-- begin INPUT FOR THIS TASK --
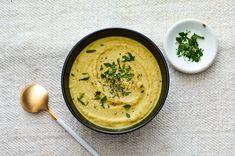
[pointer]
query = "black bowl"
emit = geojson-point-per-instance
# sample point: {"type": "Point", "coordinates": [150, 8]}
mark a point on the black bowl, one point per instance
{"type": "Point", "coordinates": [105, 33]}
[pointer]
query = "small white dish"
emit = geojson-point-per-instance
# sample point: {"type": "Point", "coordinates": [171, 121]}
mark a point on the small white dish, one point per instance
{"type": "Point", "coordinates": [209, 44]}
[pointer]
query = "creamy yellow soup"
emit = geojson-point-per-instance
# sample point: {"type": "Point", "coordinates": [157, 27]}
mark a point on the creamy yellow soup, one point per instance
{"type": "Point", "coordinates": [115, 82]}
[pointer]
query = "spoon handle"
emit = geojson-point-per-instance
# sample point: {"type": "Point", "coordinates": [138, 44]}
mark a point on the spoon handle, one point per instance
{"type": "Point", "coordinates": [77, 137]}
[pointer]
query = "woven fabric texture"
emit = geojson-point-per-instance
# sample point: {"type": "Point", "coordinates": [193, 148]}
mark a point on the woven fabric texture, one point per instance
{"type": "Point", "coordinates": [198, 117]}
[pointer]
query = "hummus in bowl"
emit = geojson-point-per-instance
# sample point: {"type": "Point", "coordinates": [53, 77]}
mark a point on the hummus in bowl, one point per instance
{"type": "Point", "coordinates": [114, 82]}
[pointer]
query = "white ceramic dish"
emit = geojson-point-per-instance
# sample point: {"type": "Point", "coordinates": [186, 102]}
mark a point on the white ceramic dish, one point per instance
{"type": "Point", "coordinates": [209, 44]}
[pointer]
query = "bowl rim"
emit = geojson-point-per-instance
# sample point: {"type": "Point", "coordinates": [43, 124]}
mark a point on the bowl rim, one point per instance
{"type": "Point", "coordinates": [63, 74]}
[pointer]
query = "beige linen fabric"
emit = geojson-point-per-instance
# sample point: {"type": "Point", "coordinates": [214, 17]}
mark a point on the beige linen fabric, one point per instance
{"type": "Point", "coordinates": [198, 117]}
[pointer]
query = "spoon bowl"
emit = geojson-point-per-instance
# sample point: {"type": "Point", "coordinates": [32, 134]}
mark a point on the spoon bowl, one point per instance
{"type": "Point", "coordinates": [34, 98]}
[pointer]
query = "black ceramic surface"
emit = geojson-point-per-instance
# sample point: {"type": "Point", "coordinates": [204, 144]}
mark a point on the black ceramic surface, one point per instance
{"type": "Point", "coordinates": [105, 33]}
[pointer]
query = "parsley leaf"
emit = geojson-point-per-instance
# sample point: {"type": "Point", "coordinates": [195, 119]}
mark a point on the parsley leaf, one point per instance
{"type": "Point", "coordinates": [128, 58]}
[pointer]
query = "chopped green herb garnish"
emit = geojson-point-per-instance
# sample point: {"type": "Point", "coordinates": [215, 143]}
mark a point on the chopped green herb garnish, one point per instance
{"type": "Point", "coordinates": [80, 98]}
{"type": "Point", "coordinates": [188, 46]}
{"type": "Point", "coordinates": [103, 101]}
{"type": "Point", "coordinates": [127, 106]}
{"type": "Point", "coordinates": [128, 115]}
{"type": "Point", "coordinates": [90, 50]}
{"type": "Point", "coordinates": [97, 95]}
{"type": "Point", "coordinates": [128, 58]}
{"type": "Point", "coordinates": [85, 76]}
{"type": "Point", "coordinates": [116, 75]}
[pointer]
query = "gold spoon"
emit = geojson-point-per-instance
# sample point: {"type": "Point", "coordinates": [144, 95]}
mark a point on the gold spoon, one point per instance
{"type": "Point", "coordinates": [34, 98]}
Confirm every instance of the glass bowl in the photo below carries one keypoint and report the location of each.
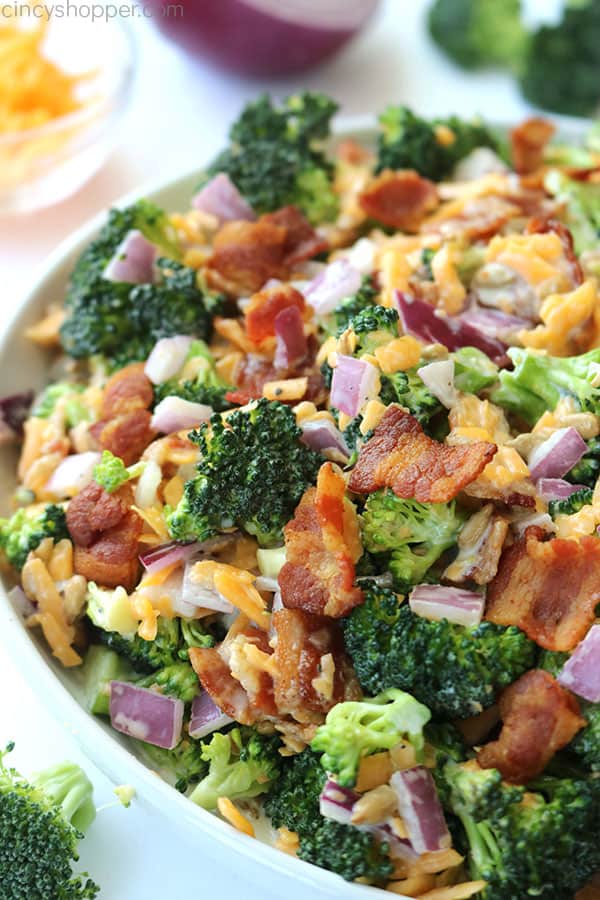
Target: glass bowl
(40, 166)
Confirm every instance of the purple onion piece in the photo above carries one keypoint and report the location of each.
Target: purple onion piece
(581, 672)
(146, 715)
(421, 810)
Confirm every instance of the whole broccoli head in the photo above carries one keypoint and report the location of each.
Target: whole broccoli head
(275, 158)
(414, 535)
(454, 670)
(431, 147)
(478, 33)
(27, 528)
(354, 729)
(252, 472)
(200, 382)
(41, 822)
(293, 803)
(123, 321)
(539, 844)
(538, 382)
(242, 764)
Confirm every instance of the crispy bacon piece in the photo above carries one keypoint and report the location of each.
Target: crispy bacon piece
(302, 241)
(548, 588)
(399, 199)
(308, 683)
(400, 456)
(322, 544)
(528, 141)
(265, 306)
(539, 718)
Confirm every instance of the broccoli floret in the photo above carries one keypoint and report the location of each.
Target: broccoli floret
(242, 764)
(413, 534)
(27, 528)
(67, 395)
(111, 473)
(275, 156)
(570, 505)
(477, 33)
(293, 803)
(185, 763)
(123, 321)
(252, 472)
(200, 382)
(538, 382)
(454, 670)
(541, 844)
(407, 389)
(364, 298)
(41, 823)
(355, 729)
(407, 141)
(473, 370)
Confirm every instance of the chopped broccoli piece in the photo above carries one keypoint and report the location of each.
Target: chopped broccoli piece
(293, 803)
(477, 33)
(41, 823)
(242, 764)
(570, 505)
(473, 370)
(541, 844)
(252, 472)
(454, 670)
(538, 382)
(275, 158)
(111, 473)
(355, 729)
(123, 321)
(27, 528)
(413, 534)
(407, 141)
(67, 395)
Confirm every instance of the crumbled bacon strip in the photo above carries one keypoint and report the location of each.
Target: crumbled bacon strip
(399, 199)
(322, 544)
(539, 718)
(548, 588)
(302, 640)
(400, 456)
(528, 141)
(264, 307)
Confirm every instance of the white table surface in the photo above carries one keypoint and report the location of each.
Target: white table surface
(133, 853)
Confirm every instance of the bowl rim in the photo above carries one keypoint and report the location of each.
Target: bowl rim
(96, 742)
(121, 91)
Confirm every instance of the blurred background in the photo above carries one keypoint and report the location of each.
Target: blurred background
(157, 101)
-- end INPUT FOR THIS TASK --
WORK TO DO: Could you set out every line of the listing above as a JSON array of strings, one string per line, skipping any blank lines? Leave the pictures out of your answer.

WRITTEN SOLUTION:
[
  "[pointer]",
  "query = \"black bowl\"",
  "emit = geojson-point-per-instance",
  "# sample point: {\"type\": \"Point\", \"coordinates\": [150, 8]}",
  "mark a point on the black bowl, one point per instance",
  "{\"type\": \"Point\", \"coordinates\": [105, 33]}",
  "[pointer]",
  "query = \"small white dish\"",
  "emit = geojson-point-per-instance",
  "# sample point: {\"type\": \"Point\", \"coordinates\": [171, 121]}",
  "mark a point on the small white dish, one point per instance",
  "{\"type\": \"Point\", \"coordinates\": [209, 44]}",
  "[pointer]",
  "query = \"creamy yellow soup\"",
  "emit = geojson-point-per-instance",
  "# sample point: {\"type\": \"Point\", \"coordinates\": [157, 27]}",
  "mark a point on the creamy yellow soup, one point per instance",
  "{\"type\": \"Point\", \"coordinates\": [115, 82]}",
  "[pointer]",
  "query = \"spoon handle\"",
  "emit = geojson-point-per-instance",
  "# sample point: {\"type\": \"Point\", \"coordinates\": [138, 44]}",
  "mark a point on the spoon handle, one point per instance",
  "{\"type\": \"Point\", \"coordinates\": [77, 137]}",
  "[pointer]",
  "query = \"woven fabric texture\"",
  "emit = geojson-point-per-instance",
  "# sample point: {\"type\": \"Point\", \"coordinates\": [193, 148]}",
  "mark a point on the woven fabric texture, one point per instance",
  "{\"type\": \"Point\", \"coordinates\": [198, 117]}",
  "[pointer]",
  "query = \"hummus in bowl\"",
  "emit = geojson-point-per-instance",
  "# sample point: {\"type\": \"Point\", \"coordinates\": [53, 77]}",
  "mark a point on the hummus in bowl, one point per instance",
  "{\"type\": \"Point\", \"coordinates\": [114, 82]}",
  "[pointer]",
  "query = \"white ceramic dish\"",
  "emit = geojson-point-per-instance",
  "# sample point: {\"type\": \"Point\", \"coordinates\": [186, 102]}",
  "mark a point on the white ceramic dish, one point per instance",
  "{\"type\": \"Point\", \"coordinates\": [209, 44]}",
  "[pointer]",
  "query = \"bowl rim\"",
  "emit = geojson-point-per-instance",
  "# sample point: {\"type\": \"Point\", \"coordinates\": [43, 124]}",
  "mark a point on the bowl rim, one point per instance",
  "{\"type\": \"Point\", \"coordinates\": [63, 74]}",
  "[pointer]",
  "query = \"beige linen fabric\"",
  "emit = geojson-point-per-instance",
  "# sample point: {\"type\": \"Point\", \"coordinates\": [214, 17]}",
  "mark a point on the beige linen fabric, one point per instance",
  "{\"type\": \"Point\", \"coordinates\": [198, 117]}",
  "[pointer]",
  "query = \"spoon bowl\"",
  "emit = geojson-point-per-instance",
  "# sample point: {\"type\": \"Point\", \"coordinates\": [32, 134]}",
  "mark a point on the spoon bowl, one point per instance",
  "{\"type\": \"Point\", \"coordinates\": [34, 98]}",
  "[pointer]",
  "query = \"black ceramic surface\"",
  "emit = geojson-point-per-instance",
  "# sample point: {\"type\": \"Point\", \"coordinates\": [204, 144]}",
  "mark a point on the black ceramic surface, one point per instance",
  "{\"type\": \"Point\", \"coordinates\": [105, 33]}",
  "[pointer]",
  "query = \"parsley leaf\"",
  "emit = geojson-point-per-instance",
  "# sample point: {\"type\": \"Point\", \"coordinates\": [195, 119]}",
  "mark a point on the parsley leaf, one point per instance",
  "{\"type\": \"Point\", \"coordinates\": [128, 58]}",
  "[pointer]",
  "query = \"chopped green herb garnish\"",
  "emit = geojson-point-per-instance",
  "# sample point: {\"type\": \"Point\", \"coordinates\": [215, 143]}",
  "mark a point on the chopped green herb garnish, one point per instance",
  "{\"type\": \"Point\", \"coordinates\": [80, 98]}",
  "{\"type\": \"Point\", \"coordinates\": [188, 46]}",
  "{\"type\": \"Point\", \"coordinates\": [103, 101]}",
  "{\"type\": \"Point\", \"coordinates\": [127, 106]}",
  "{\"type\": \"Point\", \"coordinates\": [128, 115]}",
  "{\"type\": \"Point\", \"coordinates\": [90, 50]}",
  "{\"type\": \"Point\", \"coordinates\": [97, 95]}",
  "{\"type\": \"Point\", \"coordinates\": [128, 58]}",
  "{\"type\": \"Point\", \"coordinates\": [85, 76]}",
  "{\"type\": \"Point\", \"coordinates\": [116, 75]}",
  "[pointer]",
  "query = \"gold spoon\"",
  "emit = geojson-point-per-instance",
  "# sample point: {\"type\": \"Point\", \"coordinates\": [144, 95]}",
  "mark a point on the gold spoon, one point per instance",
  "{\"type\": \"Point\", \"coordinates\": [34, 98]}",
  "Confirm every instance of the glass bowl in the photo below carries one keypoint and report the location of each.",
  "Target: glass bowl",
  "(40, 166)",
  "Confirm every instance of the purple onion piece in the photo above carries one keypoint and report the location of each.",
  "Target: purple onion piece",
  "(581, 672)",
  "(146, 715)",
  "(421, 810)",
  "Confirm every instance of the whole broccoli head in the photo above carries one keypoint and report the location of each.",
  "Target: whole broccoli head",
  "(275, 158)",
  "(414, 535)",
  "(454, 670)",
  "(431, 147)",
  "(478, 33)",
  "(27, 528)",
  "(354, 729)",
  "(252, 472)",
  "(200, 382)",
  "(41, 822)",
  "(293, 803)",
  "(123, 321)",
  "(539, 844)",
  "(538, 382)",
  "(242, 764)",
  "Confirm every instance of the crispy bacon piece in the photo above carries one keypoint and report the location of each.",
  "Target: crispy bacon piece",
  "(302, 241)",
  "(548, 588)",
  "(399, 199)",
  "(308, 683)",
  "(400, 456)",
  "(322, 544)",
  "(528, 141)",
  "(265, 306)",
  "(539, 718)",
  "Confirm every instance of the broccoli floret in the photo above carries one keypoint and report the location of each.",
  "Target: broccoli floret",
  "(242, 764)",
  "(413, 534)",
  "(27, 528)",
  "(67, 395)",
  "(111, 473)",
  "(275, 156)",
  "(570, 505)",
  "(477, 33)",
  "(293, 803)",
  "(185, 763)",
  "(123, 321)",
  "(252, 472)",
  "(200, 382)",
  "(538, 382)",
  "(454, 670)",
  "(541, 844)",
  "(407, 389)",
  "(364, 298)",
  "(41, 823)",
  "(355, 729)",
  "(407, 141)",
  "(473, 370)",
  "Confirm every instance of the chopped broccoli piece in the photo above carries one keypoint and report the location of each.",
  "Target: chopped broccoli piece",
  "(293, 803)",
  "(477, 33)",
  "(41, 823)",
  "(242, 764)",
  "(570, 505)",
  "(473, 370)",
  "(541, 844)",
  "(252, 472)",
  "(454, 670)",
  "(538, 382)",
  "(275, 158)",
  "(111, 473)",
  "(355, 729)",
  "(123, 321)",
  "(27, 528)",
  "(413, 534)",
  "(407, 141)",
  "(67, 395)",
  "Confirm every instance of the crumbled bacon strip in the photo above carries one keypoint and report the location of each.",
  "Target: crumbled bacon strip",
  "(399, 199)",
  "(322, 544)",
  "(539, 718)",
  "(548, 588)",
  "(302, 640)",
  "(400, 456)",
  "(528, 141)",
  "(264, 307)",
  "Confirm every instance of the white table surface in the photo above carries one keypoint and report the location of each.",
  "Target: white table surface",
  "(133, 853)",
  "Confirm every instance of the bowl rim in the photo above carries one keypoint and report the location of each.",
  "Target: bowl rim",
  "(96, 742)",
  "(121, 91)",
  "Confirm every instance of the blurred background in the photo above carries one keypoint and report the location of each.",
  "Target: blurred background",
  "(157, 101)"
]